## ОТРЫВОК
▼

После публикации «Державина» минуло лет двадцать. На Кузнецком мосту распродавали «Обезьяну». Ты напрягся, вытянул шею, ухватился руками за лацканы пиджака. Потом ухмыльнулся: «Ха! Ручейком берут», – и на лице было то выражение, которое я замечал только у тебя: самоирония пополам с удовлетворением – вот, дескать, каков Домбровский…

Роман с интригующим названием «Обезьяна приходит за своим черепом» держал за горло с первого абзаца до последнего. Такие главы, как «Рассказ Курта», потрясали почти физически. Однако главное заключалось не в изображении зверств, а в рассмотрении нагло-изворотливой демагогии нацизма, удушения человека в человеке, бесовской практики в мороке лжеучений.

Профессор Н.Я Берковский прав: интеллектуальная проза, четкая и прозрачная. Трижды прав писатель Степан Злобин, подпольщик лагерей смерти: страстный философско-этический роман; книга сражается, а не декларирует; умная и талантливая, она нужна всем народам; роман будит тревогу, и не учебную, а боевую.

Да, фашизм уже был разбит на полях сражений. Но фашизм еще не был добит в закоулках черепных коробок. Неофашизм – доказательство его живучести. Все та же мохнатая лапа, жаждущая поставить мысль на карачки. И потому роман как был, так и остается не чтивом – корабельным колоколом громкого боя. В минувшем современно то, что не дает, не позволяет закрывать глаза на опыты минувшего. И не допускает утечки исторического оптимизма.

▲

## Записи данных
▼

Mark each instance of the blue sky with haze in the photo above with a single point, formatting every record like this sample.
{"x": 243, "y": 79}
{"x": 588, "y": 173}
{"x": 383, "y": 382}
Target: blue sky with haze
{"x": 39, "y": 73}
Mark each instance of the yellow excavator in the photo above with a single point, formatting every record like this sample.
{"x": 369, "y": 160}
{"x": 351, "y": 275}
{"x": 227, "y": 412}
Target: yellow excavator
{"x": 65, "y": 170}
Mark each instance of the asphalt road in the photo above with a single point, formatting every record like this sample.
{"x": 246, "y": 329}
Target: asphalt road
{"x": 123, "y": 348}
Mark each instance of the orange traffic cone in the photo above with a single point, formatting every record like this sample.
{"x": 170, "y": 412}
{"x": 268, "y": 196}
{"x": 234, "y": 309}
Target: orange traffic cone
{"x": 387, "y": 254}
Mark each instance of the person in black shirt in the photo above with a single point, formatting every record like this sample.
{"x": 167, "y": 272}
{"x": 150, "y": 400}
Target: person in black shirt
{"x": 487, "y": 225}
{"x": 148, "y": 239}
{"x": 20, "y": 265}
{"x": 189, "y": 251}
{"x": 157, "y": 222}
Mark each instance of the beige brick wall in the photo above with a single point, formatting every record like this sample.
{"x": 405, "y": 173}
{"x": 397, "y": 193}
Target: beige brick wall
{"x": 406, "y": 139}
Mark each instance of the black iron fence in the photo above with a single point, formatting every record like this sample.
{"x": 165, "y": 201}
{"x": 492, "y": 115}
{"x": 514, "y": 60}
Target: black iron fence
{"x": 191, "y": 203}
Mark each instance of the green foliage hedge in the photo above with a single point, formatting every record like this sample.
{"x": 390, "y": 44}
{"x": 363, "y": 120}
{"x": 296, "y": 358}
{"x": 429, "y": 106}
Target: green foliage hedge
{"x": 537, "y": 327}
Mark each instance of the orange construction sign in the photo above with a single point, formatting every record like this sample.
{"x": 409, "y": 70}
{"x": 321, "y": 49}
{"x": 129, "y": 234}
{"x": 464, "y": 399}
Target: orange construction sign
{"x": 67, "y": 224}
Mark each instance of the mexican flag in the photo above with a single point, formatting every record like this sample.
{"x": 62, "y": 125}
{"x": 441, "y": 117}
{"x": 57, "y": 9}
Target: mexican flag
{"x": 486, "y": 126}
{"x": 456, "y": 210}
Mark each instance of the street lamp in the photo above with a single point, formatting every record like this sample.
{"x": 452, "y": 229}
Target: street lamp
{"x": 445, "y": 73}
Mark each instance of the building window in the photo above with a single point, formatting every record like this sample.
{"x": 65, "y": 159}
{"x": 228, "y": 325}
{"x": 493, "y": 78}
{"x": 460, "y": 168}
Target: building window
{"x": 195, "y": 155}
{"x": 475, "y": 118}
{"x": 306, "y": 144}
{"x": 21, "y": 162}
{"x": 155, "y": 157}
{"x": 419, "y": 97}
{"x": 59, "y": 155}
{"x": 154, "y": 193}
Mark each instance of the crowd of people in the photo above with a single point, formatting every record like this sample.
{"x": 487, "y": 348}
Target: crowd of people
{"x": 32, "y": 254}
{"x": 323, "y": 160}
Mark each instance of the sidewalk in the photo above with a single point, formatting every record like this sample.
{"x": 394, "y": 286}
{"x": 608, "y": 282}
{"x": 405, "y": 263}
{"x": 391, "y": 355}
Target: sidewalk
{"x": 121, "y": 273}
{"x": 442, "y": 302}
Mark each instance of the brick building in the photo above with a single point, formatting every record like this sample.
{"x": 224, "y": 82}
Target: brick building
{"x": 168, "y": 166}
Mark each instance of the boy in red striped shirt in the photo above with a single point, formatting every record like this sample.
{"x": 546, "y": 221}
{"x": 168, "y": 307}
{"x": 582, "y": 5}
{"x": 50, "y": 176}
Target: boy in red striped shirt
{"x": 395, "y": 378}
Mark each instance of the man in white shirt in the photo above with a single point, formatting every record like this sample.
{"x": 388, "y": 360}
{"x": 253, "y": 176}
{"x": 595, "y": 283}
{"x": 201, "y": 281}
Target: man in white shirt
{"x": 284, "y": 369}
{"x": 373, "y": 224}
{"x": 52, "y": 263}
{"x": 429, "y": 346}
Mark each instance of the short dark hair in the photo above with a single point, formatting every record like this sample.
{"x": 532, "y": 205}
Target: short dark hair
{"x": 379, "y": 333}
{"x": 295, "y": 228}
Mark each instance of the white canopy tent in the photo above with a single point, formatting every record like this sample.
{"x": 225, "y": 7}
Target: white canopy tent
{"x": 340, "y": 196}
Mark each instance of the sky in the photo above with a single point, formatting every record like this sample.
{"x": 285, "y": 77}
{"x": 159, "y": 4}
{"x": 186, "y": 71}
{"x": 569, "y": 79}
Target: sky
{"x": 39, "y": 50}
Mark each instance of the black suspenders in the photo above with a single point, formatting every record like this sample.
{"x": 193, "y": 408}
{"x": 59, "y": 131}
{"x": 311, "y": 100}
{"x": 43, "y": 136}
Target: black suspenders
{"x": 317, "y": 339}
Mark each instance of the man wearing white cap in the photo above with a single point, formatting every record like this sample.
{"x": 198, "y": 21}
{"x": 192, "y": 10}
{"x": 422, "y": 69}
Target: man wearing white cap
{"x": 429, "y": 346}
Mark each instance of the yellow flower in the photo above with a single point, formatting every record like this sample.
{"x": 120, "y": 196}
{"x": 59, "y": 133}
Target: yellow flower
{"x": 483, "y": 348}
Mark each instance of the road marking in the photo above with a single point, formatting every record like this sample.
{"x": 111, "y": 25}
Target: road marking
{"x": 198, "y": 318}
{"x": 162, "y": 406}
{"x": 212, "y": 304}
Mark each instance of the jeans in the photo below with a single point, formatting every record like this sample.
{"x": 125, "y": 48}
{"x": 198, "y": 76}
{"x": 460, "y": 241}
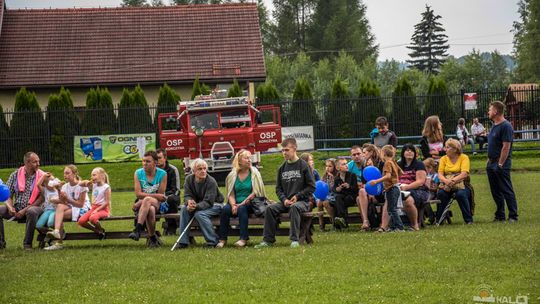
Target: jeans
{"x": 392, "y": 197}
{"x": 271, "y": 217}
{"x": 243, "y": 216}
{"x": 46, "y": 219}
{"x": 204, "y": 218}
{"x": 32, "y": 215}
{"x": 502, "y": 190}
{"x": 462, "y": 196}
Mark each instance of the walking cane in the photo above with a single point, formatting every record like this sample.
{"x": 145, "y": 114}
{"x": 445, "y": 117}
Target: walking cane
{"x": 445, "y": 211}
{"x": 182, "y": 234}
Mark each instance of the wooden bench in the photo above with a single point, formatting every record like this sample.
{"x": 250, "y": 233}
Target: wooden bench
{"x": 255, "y": 227}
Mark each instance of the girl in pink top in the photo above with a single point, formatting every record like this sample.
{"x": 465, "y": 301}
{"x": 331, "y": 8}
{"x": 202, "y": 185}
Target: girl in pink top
{"x": 101, "y": 202}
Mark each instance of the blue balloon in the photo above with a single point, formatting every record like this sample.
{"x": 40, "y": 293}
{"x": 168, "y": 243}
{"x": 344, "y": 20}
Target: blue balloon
{"x": 4, "y": 193}
{"x": 370, "y": 173}
{"x": 375, "y": 189}
{"x": 321, "y": 190}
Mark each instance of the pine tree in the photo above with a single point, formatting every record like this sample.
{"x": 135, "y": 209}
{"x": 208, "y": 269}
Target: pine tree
{"x": 28, "y": 126}
{"x": 338, "y": 115}
{"x": 134, "y": 3}
{"x": 63, "y": 125}
{"x": 429, "y": 43}
{"x": 527, "y": 41}
{"x": 341, "y": 25}
{"x": 302, "y": 109}
{"x": 368, "y": 107}
{"x": 99, "y": 118}
{"x": 291, "y": 23}
{"x": 235, "y": 90}
{"x": 405, "y": 109}
{"x": 167, "y": 101}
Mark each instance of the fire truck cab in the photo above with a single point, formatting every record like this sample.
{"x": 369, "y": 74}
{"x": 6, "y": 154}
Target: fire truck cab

▲

## ЗАДАНИЯ
a: Где, согласно отрывку о романе Домбровского, распродавали «Обезьяну»?
b: Воспроизведите дословно фрагмент отрывка о романе Домбровского между словами "Роман с интригующим" и "учебную, а боевую.", включая оба.
Приведённые записи никак не связаны с отрывком.

## ОТВЕТЫ
a: На Кузнецком мосту.

b:
Роман с интригующим названием «Обезьяна приходит за своим черепом» держал за горло с первого абзаца до последнего. Такие главы, как «Рассказ Курта», потрясали почти физически. Однако главное заключалось не в изображении зверств, а в рассмотрении нагло-изворотливой демагогии нацизма, удушения человека в человеке, бесовской практики в мороке лжеучений.

Профессор Н.Я Берковский прав: интеллектуальная проза, четкая и прозрачная. Трижды прав писатель Степан Злобин, подпольщик лагерей смерти: страстный философско-этический роман; книга сражается, а не декларирует; умная и талантливая, она нужна всем народам; роман будит тревогу, и не учебную, а боевую.